- **Text shown**
##########
Tom Keegan: KU fails to get Perry Ellis enough shots in first loss

Kansas forward Perry Ellis (34) pulls up for a three against Michigan State forward Deyonta Davis (23) during the first half, Tuesday, Nov. 17, 2015 at United Center in Chicago.

Chicago — In victory or in loss, whether Perry Ellis has a big scoring game or a quiet one, a high-volume shooting night or a low-volume one, I always seem to find myself thinking the same thing driving out of the parking lot: They should have fed the ball more often to Ellis.

Tuesday night in the United Center, where Michigan State stormed from behind to defeat Kansas University, 79-73, was no exception, except that I didn’t have to wait until I made it to the parking lot this time. It was painfully obvious throughout a second half in which others clanked shots before Ellis touched the ball. That can’t happen again.

Not that Ellis is perfect. Nobody is. He missed some shots close to the basket, faked when not needed once or twice, and missed a wide-open jumper from the left elbow that would have given KU a two-point lead with a minute-and-change left. If teammates had fed him more patiently earlier in the half, the game would have been in the bag well before that miss.

Good things generally happen when the ball finds its way into Ellis’ hands. Ellis put up 11 shots in the first half Tuesday and scored 14 points in 16 first-half minutes, leading the Jayhawks to a 41-35 advantage at intermission. He hit a three from the top of the key, scored on a drive and made a bundle of easy buckets on post-ups, using his fancy footwork to make the guys guarding him look as if their two sneakers were tied together.
##########
- **Task list**
a – Repeat a passage from the column word for word, beginning at "Tuesday night in" and stopping after "before that miss.".
b – According to the column, why did the writer not have to wait until reaching the parking lot this time to conclude that Ellis should have gotten the ball more?
c – In the column, what was the score at intermission?
##########
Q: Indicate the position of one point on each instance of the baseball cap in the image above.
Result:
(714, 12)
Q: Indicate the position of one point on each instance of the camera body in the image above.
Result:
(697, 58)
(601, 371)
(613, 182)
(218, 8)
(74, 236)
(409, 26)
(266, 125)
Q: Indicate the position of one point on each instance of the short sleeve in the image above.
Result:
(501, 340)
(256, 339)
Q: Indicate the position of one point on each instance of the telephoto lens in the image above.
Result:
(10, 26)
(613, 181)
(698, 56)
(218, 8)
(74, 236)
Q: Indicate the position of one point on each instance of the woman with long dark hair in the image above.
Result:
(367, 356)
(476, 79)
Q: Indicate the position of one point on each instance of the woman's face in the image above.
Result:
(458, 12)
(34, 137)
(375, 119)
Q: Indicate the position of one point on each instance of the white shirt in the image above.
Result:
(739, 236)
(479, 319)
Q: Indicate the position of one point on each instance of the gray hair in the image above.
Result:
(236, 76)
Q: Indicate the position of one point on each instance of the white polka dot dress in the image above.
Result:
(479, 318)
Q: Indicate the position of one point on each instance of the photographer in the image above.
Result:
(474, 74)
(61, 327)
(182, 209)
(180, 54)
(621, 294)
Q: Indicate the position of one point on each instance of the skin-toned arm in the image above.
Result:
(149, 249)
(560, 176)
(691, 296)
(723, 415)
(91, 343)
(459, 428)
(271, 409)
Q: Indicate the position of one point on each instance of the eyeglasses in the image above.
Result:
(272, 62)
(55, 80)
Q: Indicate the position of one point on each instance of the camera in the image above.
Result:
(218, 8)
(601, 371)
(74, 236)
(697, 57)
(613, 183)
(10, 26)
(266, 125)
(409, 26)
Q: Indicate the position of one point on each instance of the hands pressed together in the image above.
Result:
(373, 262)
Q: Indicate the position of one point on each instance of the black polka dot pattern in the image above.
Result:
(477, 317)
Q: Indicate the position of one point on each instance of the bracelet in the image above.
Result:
##########
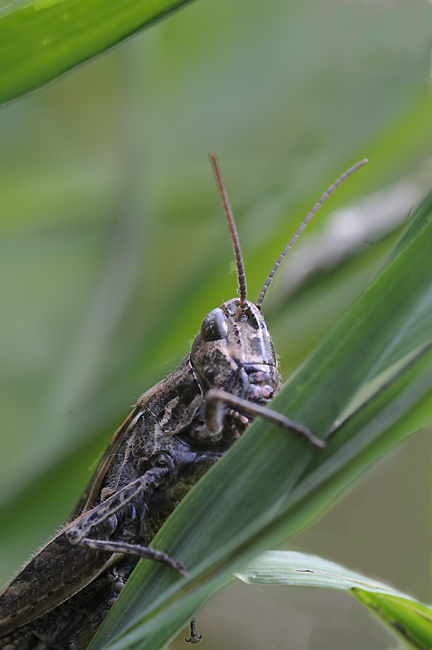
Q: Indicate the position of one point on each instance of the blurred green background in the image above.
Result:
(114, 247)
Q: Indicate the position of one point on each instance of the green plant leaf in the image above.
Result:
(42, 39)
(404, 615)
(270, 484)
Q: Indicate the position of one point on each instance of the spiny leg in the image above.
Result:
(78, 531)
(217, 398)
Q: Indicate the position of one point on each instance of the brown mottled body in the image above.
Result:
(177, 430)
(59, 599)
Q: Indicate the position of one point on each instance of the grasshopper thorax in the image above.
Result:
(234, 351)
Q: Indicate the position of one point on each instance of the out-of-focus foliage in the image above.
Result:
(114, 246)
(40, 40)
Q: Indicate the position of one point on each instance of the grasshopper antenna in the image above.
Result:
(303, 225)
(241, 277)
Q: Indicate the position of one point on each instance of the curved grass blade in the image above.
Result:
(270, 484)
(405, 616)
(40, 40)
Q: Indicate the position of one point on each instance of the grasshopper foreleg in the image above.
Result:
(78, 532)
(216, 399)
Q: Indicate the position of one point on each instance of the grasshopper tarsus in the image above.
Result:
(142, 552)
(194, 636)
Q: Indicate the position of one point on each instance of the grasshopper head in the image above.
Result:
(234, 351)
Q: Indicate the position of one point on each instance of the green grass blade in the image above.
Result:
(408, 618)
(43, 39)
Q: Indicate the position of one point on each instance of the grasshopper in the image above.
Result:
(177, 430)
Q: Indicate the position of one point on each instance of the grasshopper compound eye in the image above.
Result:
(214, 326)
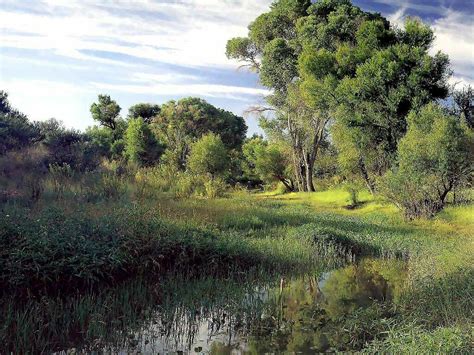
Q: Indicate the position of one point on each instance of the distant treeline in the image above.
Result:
##########
- **Solutions to each task**
a –
Tuesday night in the United Center, where Michigan State stormed from behind to defeat Kansas University, 79-73, was no exception, except that I didn’t have to wait until I made it to the parking lot this time. It was painfully obvious throughout a second half in which others clanked shots before Ellis touched the ball. That can’t happen again.

Not that Ellis is perfect. Nobody is. He missed some shots close to the basket, faked when not needed once or twice, and missed a wide-open jumper from the left elbow that would have given KU a two-point lead with a minute-and-change left. If teammates had fed him more patiently earlier in the half, the game would have been in the bag well before that miss.

b – The need was painfully obvious throughout the second half, when other players clanked shots before Ellis touched the ball.

c – Kansas led 41-35 at intermission.